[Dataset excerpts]
Segment Open

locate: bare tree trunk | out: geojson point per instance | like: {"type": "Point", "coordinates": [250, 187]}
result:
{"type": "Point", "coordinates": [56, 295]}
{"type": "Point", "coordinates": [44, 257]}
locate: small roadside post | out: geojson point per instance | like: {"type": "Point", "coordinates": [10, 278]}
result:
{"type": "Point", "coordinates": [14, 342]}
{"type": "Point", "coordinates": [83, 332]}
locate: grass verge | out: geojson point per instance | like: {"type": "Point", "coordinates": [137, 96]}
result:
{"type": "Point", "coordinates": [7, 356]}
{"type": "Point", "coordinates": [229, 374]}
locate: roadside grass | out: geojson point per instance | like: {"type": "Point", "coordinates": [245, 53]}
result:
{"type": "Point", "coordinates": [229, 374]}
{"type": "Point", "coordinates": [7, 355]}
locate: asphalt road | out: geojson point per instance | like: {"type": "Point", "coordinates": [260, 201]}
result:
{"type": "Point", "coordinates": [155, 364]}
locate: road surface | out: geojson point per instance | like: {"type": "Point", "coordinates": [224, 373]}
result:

Segment Closed

Activity ▸ Would you please restate all of the entries exactly?

Exercise result ▸
locate: bare tree trunk | out: geojson point per instance | like: {"type": "Point", "coordinates": [250, 187]}
result:
{"type": "Point", "coordinates": [56, 295]}
{"type": "Point", "coordinates": [44, 257]}
locate: small roadside post | out: geojson point per instance | like: {"type": "Point", "coordinates": [10, 278]}
result:
{"type": "Point", "coordinates": [14, 342]}
{"type": "Point", "coordinates": [83, 332]}
locate: grass verge | out: geojson point per instance | like: {"type": "Point", "coordinates": [137, 96]}
result:
{"type": "Point", "coordinates": [7, 356]}
{"type": "Point", "coordinates": [229, 374]}
locate: roadside grass | out: geojson point per instance | like: {"type": "Point", "coordinates": [245, 53]}
result:
{"type": "Point", "coordinates": [229, 374]}
{"type": "Point", "coordinates": [7, 355]}
locate: asphalt road | out: geojson point per instance | like: {"type": "Point", "coordinates": [260, 201]}
result:
{"type": "Point", "coordinates": [155, 364]}
locate: road surface | out: geojson point per instance | like: {"type": "Point", "coordinates": [224, 373]}
result:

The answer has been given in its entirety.